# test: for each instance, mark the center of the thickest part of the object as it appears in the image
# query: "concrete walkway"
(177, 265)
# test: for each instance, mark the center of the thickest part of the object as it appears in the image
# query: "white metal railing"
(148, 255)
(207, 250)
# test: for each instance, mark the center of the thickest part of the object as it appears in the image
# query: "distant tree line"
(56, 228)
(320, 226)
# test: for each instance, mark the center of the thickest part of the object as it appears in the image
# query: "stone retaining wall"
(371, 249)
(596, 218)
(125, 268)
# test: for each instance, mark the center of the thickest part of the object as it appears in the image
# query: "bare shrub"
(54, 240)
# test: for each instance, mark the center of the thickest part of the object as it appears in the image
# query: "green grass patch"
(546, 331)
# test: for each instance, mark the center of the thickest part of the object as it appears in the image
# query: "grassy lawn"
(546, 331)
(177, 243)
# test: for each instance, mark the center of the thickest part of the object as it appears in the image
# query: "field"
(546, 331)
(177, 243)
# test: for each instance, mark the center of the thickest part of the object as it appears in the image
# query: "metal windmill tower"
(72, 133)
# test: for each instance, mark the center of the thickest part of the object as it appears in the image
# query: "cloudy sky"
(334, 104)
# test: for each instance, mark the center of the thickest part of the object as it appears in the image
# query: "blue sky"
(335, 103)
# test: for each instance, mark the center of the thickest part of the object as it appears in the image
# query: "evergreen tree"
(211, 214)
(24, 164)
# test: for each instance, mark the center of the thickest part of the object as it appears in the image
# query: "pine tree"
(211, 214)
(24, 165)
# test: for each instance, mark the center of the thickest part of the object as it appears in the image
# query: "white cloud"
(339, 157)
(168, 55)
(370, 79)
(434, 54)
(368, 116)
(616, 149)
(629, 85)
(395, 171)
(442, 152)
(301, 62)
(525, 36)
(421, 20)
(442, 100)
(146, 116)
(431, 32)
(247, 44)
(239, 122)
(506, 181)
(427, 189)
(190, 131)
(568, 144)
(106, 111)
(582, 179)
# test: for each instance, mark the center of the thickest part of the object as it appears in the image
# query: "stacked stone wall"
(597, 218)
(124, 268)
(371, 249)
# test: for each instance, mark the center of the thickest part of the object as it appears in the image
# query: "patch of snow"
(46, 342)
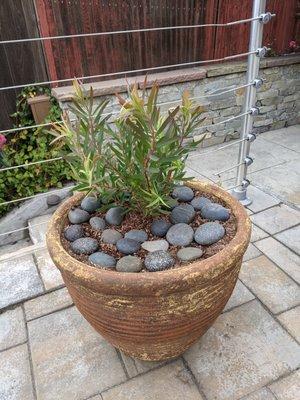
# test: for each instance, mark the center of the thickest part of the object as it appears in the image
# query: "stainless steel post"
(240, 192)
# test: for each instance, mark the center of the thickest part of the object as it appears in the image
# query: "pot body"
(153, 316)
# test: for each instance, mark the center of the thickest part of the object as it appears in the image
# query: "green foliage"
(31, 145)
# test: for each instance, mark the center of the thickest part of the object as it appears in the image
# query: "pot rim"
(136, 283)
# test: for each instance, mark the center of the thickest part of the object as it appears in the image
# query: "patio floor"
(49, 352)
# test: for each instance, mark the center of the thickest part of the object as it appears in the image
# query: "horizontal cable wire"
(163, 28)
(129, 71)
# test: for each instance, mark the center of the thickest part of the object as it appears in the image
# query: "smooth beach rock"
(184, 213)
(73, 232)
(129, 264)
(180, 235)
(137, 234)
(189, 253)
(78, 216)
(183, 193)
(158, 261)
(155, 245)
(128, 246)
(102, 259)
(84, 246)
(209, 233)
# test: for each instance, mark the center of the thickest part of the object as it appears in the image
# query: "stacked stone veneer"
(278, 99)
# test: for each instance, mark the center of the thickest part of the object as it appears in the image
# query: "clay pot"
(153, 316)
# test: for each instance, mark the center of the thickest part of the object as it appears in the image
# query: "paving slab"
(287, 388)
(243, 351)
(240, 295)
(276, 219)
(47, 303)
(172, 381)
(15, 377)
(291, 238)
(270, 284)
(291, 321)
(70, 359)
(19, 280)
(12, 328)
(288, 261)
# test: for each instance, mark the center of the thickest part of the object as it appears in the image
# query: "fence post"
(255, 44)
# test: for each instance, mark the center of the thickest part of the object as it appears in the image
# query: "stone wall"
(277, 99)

**Given problem**
Extract every line of the rows above that contains the string "stone", matching case exactly.

**Solution below**
# query: "stone retaining wall"
# query: "stacked stone wall"
# query: "stacked stone veneer"
# query: "stone wall"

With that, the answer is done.